• RECORD EXTRACTS:
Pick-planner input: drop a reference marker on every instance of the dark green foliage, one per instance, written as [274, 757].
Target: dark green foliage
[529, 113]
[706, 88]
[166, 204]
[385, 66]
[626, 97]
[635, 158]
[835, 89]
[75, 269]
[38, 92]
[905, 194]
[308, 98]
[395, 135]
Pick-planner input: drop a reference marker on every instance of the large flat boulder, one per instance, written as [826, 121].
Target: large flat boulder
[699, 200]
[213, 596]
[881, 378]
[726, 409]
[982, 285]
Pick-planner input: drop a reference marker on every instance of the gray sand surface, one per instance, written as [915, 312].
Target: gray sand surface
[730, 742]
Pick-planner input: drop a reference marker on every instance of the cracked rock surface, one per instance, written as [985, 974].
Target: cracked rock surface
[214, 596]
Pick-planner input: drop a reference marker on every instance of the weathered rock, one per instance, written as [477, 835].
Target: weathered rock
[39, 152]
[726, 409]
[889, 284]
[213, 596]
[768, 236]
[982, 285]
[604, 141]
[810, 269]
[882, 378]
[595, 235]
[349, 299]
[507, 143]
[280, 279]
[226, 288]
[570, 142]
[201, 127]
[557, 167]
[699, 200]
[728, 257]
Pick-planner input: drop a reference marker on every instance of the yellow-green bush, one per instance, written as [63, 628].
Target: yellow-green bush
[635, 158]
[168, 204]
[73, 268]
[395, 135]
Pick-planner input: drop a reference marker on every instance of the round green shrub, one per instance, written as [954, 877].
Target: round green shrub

• TASK GOAL: Rewrite every item above with "reference marker" changed to "location pin", keeping all other text the same.

• SOLVED EXERCISE:
Pick-planner input: drop a location pin on every instance of the dark green foliage, one per instance, written as [274, 757].
Target: dark green foliage
[529, 113]
[706, 88]
[166, 204]
[385, 66]
[626, 97]
[635, 158]
[835, 89]
[75, 269]
[38, 92]
[905, 194]
[308, 98]
[395, 135]
Pick-planner input: drop a location pin on every instance of the large flat boulder, one per instance, written as [826, 121].
Target: large flat boulder
[699, 200]
[213, 596]
[881, 378]
[726, 409]
[982, 285]
Pick-planner input: drop a location pin on every instance of the gray sand surface, one per instance, written as [915, 312].
Target: gray sand surface
[730, 742]
Pick-planner input: drop a location pin on every instance of the cracked rock surface, one per instance, written as [985, 974].
Target: cracked rock surface
[214, 596]
Pick-planner input: drop a location pin on every instance of the weathered rock, one per instance, written as [477, 835].
Target: weathered rock
[39, 152]
[726, 409]
[889, 284]
[213, 596]
[768, 236]
[982, 285]
[604, 141]
[810, 269]
[882, 378]
[595, 235]
[349, 299]
[507, 143]
[280, 279]
[226, 288]
[570, 142]
[201, 127]
[557, 167]
[699, 200]
[728, 257]
Pick-planner input: drop a location pin on every instance of the yellow-green bush, one per instance, written as [63, 628].
Target: yellow-green bush
[635, 158]
[168, 204]
[73, 268]
[395, 135]
Pick-planner input: drop a location pin on every instance of the round green shrub, one per instance, written as [954, 877].
Target: round green shrub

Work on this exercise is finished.